## What is being asked
The full set of entries below is to be returned unchanged.

## Input records

━━━

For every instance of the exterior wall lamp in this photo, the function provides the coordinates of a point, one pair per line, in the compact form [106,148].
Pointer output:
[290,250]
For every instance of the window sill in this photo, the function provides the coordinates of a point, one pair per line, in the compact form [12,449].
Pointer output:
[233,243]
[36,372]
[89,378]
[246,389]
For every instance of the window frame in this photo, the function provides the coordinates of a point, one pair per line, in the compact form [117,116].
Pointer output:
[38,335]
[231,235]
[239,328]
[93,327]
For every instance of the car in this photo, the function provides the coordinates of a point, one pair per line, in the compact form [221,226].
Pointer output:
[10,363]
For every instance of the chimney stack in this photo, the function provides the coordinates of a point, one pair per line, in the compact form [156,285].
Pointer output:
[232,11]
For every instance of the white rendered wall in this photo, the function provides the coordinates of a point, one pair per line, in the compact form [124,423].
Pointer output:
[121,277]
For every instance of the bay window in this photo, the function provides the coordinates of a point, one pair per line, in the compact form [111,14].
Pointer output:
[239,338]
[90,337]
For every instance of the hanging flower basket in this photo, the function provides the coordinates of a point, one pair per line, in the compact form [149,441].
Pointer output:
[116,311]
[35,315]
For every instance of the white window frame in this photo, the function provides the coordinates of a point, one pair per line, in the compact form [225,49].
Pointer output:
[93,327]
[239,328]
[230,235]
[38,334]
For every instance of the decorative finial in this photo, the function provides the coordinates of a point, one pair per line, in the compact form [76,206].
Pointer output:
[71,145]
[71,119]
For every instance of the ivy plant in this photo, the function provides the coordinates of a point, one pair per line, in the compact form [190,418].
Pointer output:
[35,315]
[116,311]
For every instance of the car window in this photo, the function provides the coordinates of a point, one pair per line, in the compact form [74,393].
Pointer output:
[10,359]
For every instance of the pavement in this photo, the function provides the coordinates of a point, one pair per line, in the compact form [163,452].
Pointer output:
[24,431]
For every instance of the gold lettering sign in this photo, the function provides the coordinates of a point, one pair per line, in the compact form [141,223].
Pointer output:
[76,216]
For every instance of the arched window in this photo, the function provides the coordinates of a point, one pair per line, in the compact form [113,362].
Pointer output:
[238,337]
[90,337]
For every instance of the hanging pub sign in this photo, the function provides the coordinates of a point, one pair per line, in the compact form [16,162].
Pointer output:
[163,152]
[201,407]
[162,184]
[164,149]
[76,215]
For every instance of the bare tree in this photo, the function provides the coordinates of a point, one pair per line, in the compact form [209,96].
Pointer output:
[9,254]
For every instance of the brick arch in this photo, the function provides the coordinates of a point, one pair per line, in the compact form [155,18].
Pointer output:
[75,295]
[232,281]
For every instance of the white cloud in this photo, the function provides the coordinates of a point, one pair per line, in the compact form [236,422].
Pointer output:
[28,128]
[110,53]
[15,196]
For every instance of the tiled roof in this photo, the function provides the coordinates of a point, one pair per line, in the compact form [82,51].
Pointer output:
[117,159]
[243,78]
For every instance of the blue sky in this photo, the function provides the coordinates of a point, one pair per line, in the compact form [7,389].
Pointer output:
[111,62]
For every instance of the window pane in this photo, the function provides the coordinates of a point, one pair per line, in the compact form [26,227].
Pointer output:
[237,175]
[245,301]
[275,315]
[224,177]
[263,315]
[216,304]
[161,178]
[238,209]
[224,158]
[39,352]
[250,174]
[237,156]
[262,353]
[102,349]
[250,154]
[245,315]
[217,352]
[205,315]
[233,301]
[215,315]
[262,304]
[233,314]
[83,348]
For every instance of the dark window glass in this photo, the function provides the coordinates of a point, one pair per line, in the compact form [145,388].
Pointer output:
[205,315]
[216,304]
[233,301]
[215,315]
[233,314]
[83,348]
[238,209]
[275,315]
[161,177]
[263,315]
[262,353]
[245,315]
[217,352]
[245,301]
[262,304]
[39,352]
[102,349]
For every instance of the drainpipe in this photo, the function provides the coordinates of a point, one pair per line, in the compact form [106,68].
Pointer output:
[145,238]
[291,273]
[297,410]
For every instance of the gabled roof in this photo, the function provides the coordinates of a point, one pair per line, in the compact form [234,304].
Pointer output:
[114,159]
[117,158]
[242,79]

━━━

## Written answer
For every instance of the exterior wall lamp in this photo, the function provides the coordinates of a point, one pair per line, in the compact form [106,148].
Pointer output:
[290,250]
For every instance of the window sill in this photo, the function provides the coordinates of a point, one pair per line, in the compact form [12,449].
Pointer output:
[233,243]
[36,372]
[89,378]
[246,389]
For every instance of the window frame in this photo, the function provides the coordinates of a point, one pair per line, in the compact form [117,116].
Pointer output:
[38,335]
[231,235]
[239,328]
[93,327]
For every instance of the car in this photo, the function provides the coordinates of a point, one pair per line, in the compact form [221,226].
Pointer output:
[10,363]
For every instance of the chimney stack in this photo, the function provides the coordinates of a point, one pair per line, in the compact form [156,285].
Pointer output:
[232,11]
For every instance of the white rendered wall in this photo, the function provides the coordinates of a point, one pair per line, in the compact form [124,423].
Pointer output:
[121,277]
For every instance of the bay window in this photo, the function provides the coordinates of a point, one pair per line, in the compact form [111,14].
Pointer output:
[239,338]
[90,337]
For every instance of the hanging flower basket in this photo, the function provides the coordinates of a point, one pair per line, in the compact form [149,441].
Pointer output:
[116,311]
[35,315]
For every instance of the white window frame in this photo, the function provides the coordinates of a point, one pair per line, in the compact form [225,49].
Pointer output:
[93,327]
[239,328]
[230,235]
[38,334]
For every instance of the decorative finial in this photo, the function provides the coordinates of a point, one pair per line, in the compact form [76,206].
Pointer output:
[71,145]
[71,119]
For every instance of the ivy plant in this photo, the function provides the coordinates of a point, one pair per line, in the compact form [190,418].
Pointer output:
[35,315]
[116,311]
For every instance of the car window in this photo, the function provides the coordinates of a point, one pair per line, in the compact form [74,393].
Pointer output:
[10,359]
For every instance of the pavement in this photo, the function provides the coordinates of a point, one pair per line, in the compact form [163,452].
Pointer output:
[24,431]
For every instance of the gold lettering sign in this photo, the function provides the coordinates of a point, one pair per line, in the compact form [141,223].
Pointer output:
[76,216]
For every instance of the arched window in this photo, the function provides the coordinates of a point, one pair per line, in the compact form [113,362].
Pointer output:
[238,337]
[90,337]
For every instance of the hanging pub sign in this photo, the function provides the coordinates of a point, one pair per line, in the compact form [16,162].
Pointer output:
[163,152]
[201,407]
[162,184]
[164,149]
[76,215]
For every instance of the bare tree in this photo, the function provides the coordinates of a point, one pair per line, in the compact form [209,96].
Pointer output:
[9,254]
For every instance of the brick arch in this photo, the function provides the coordinates of a point, one pair per line, in the compact form [155,18].
Pointer output:
[75,295]
[232,281]
For every instance of the white cloud in this photo, the function provides the coordinates of a point, one pair per line, in the compact form [236,422].
Pointer output:
[28,128]
[110,53]
[15,196]
For every instance of the tiled roof in this photo, the function provides the coordinates of a point, one pair per line, in the compact form [82,51].
Pointer output:
[117,159]
[243,78]
For every instance of the blue sky in this photo, the function provides the coordinates of a point, one pair per line, in the compact form [7,389].
Pointer output:
[111,62]
For every instance of the window pane in this photo, the function provides the coordinates of a point, one pair per line, in the compact form [26,227].
Pointer output:
[237,175]
[245,301]
[275,315]
[224,177]
[263,315]
[216,304]
[161,178]
[238,209]
[224,158]
[39,352]
[250,174]
[237,156]
[262,353]
[102,349]
[250,154]
[245,315]
[217,352]
[205,315]
[233,301]
[215,315]
[262,304]
[233,314]
[83,348]
For every instance of the dark window glass in this photo, the function provides the coordinates of a point, one pair per line, in the compact form [145,388].
Pointer output:
[205,315]
[216,304]
[233,301]
[215,315]
[233,314]
[83,348]
[238,209]
[275,315]
[161,177]
[263,315]
[262,353]
[245,315]
[217,352]
[245,301]
[262,304]
[39,352]
[102,349]
For every instance of the drainpipe in this photo, the function provides the coordinates of a point, one pair per line, in the compact form [106,68].
Pointer output:
[145,238]
[291,273]
[297,410]
For every instance of the gabled roof in this photo, the function provides the coordinates of a point, one pair per line, in the compact form [234,304].
Pointer output:
[114,159]
[117,158]
[242,79]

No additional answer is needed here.